**Quoted passage**

================

# General > General >  Ray Mears or Bear Grylls?

## Rheghead

Who would you prefer to get you out of a survival situation?  Is Bear Grylls for real or is it just me?  Ray Mears seems more knowledgeable to me.

----------


## MadPict

Ray Mears without a shadow of doubt.

Grylls is just a 'charlatan' - turns out he is less than truthful. He apparently often stays in hotels while shooting his "survival" series. Guess you can survive anything with a hot shower, mini bar and room service...
Also situations are 'set up' by the crew to demonstrate some techniques for "survival".

In one of his programmes he stated ""Eat anything in the mangroves and you risk dancing with the Devil - anything from dysentery to liver failure..."

So, why the hell did he eat that raw crab? Mears doesn't need to use such 'tricks' - he doesn't kill something just to prove a point... 

Funnily enough Ray Mears was asked in an interview (Radio Times) about the Bear fiction (as opposed to the bare facts...)




> *Do you watch Bear Grylls for tips?*
> Ha ha ha ha ha [laughs for about a minute]. Do I look for tips from Bear Grylls? Yes - on how not to make television programmes! As far as I am concerned, these people are just showmen. I think the viewer knows that if you want to really know how to take care of yourself in the wild, I'm the person to talk to.
> 
> *Did you laugh out loud when you heard that Bear Grylls had been caught "surviving" in a motel?*
> Yeah. You can take short cuts if you want, but we never have. I've had many arguments with the directors, telling them, "We do it the right way or not at all". That caused a problem in the old days, but now directors see what happens if you cheat. It's a sad indictment of the world we live in that television wants that kind of hype. And it's crap television. When people break those rules and think it's Ok to dress the stage a little bit, that spoils the whole thing. I think that's an abuse of a powerful medium.

----------


## joxville

I've never heard of either of them.  ::

----------


## crayola

> Who would you prefer to get you out of a survival situation?


It's total no brainer. It's the bear of course. He's easy on the eye, he has a decent body and they don't all look the same in the dark.  :Wink: 

Mears would bore me to death mentally. With a bit of luck the bear would bore me...... Well, you know.  :Wink:

----------


## Gene Hunt

> Who would you prefer to get you out of a survival situation?  Is Bear Grylls for real or is it just me?  Ray Mears seems more knowledgeable to me.


Neither. 

If I was out in the boonies I would want Chris Ryan with me. Forget the rubbish books and the disputes over the real events of Bravo Two Zero this guy made the longest Escape and Evasion in SAS history in walking from Iraq to Syria and losing a near fatal 30 odd pounds of body weight and suffering from severe muscular atrophy along the way. He also mistakenly drunk water that was contimated with nuclear effluent and still made it. 

I would rather have a guy with me who has done it for real rather than for a TV programme.

----------


## crayola

> If I was out in the boonies I would want Chris Ryan with me.


You can't have him, he'll be mine when I'm done with the bear.  :Wink:

----------


## Gene Hunt

> You can't have him, he'll be mine when I'm done with the bear.


I like your style ..  :Wink:

----------


## sweetpea

TBH, I preferred Steve Irwin to them but he got killed by a stingray!

================

**Directions**
Copy the part of the forum thread on Ray Mears and Bear Grylls between "Ray Mears without" and "and room service...", inclusive, word for word.

**Information shown**
================

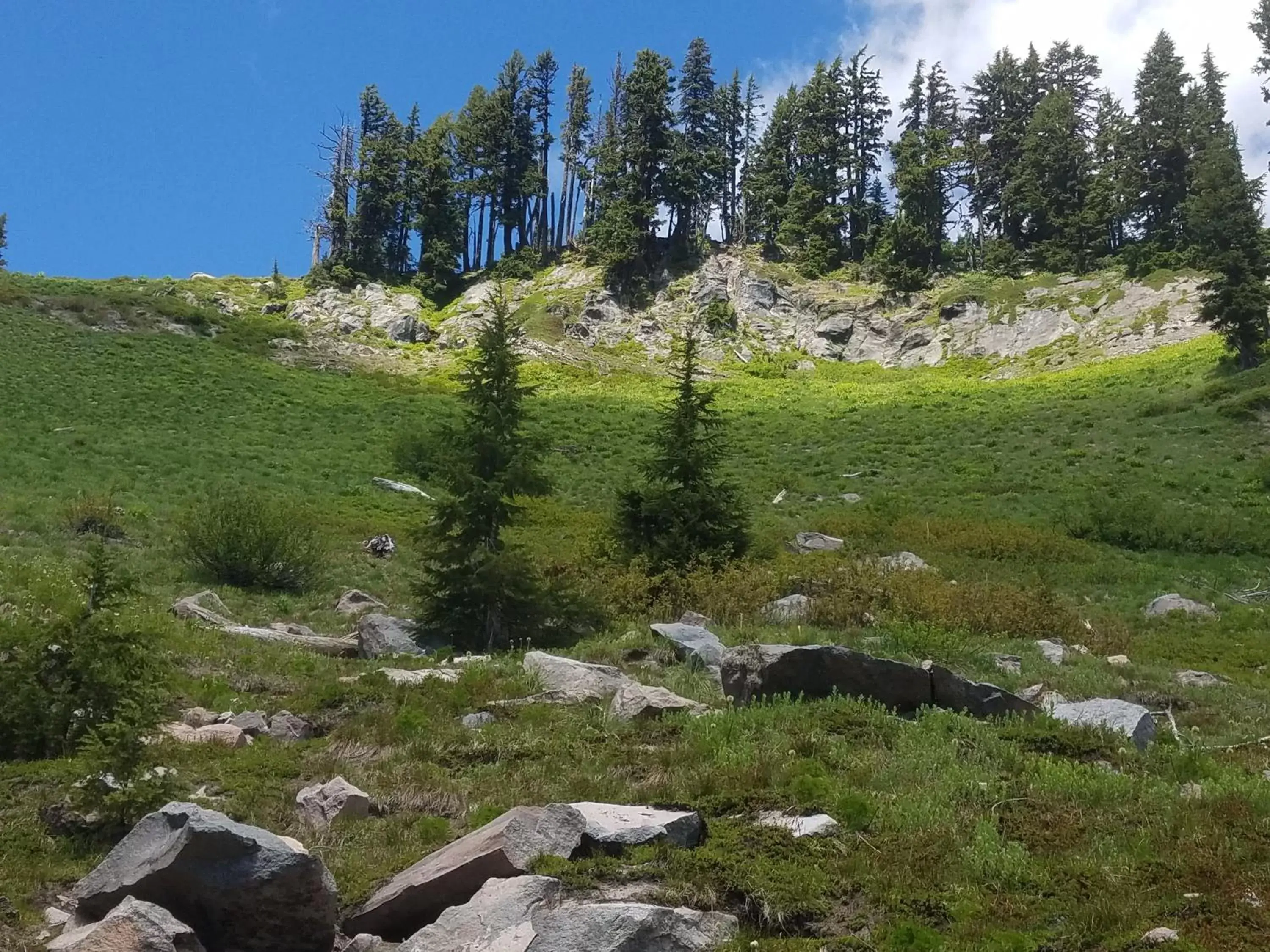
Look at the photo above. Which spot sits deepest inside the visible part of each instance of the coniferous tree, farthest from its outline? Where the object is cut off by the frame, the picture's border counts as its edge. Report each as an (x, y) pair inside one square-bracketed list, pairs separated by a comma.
[(1114, 173), (868, 111), (771, 173), (1162, 144), (437, 211), (1052, 184), (687, 515), (999, 111), (1223, 224), (573, 144), (1260, 28), (478, 591), (543, 78), (632, 184)]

================

**Task output**
Ray Mears without a shadow of doubt.

Grylls is just a 'charlatan' - turns out he is less than truthful. He apparently often stays in hotels while shooting his "survival" series. Guess you can survive anything with a hot shower, mini bar and room service...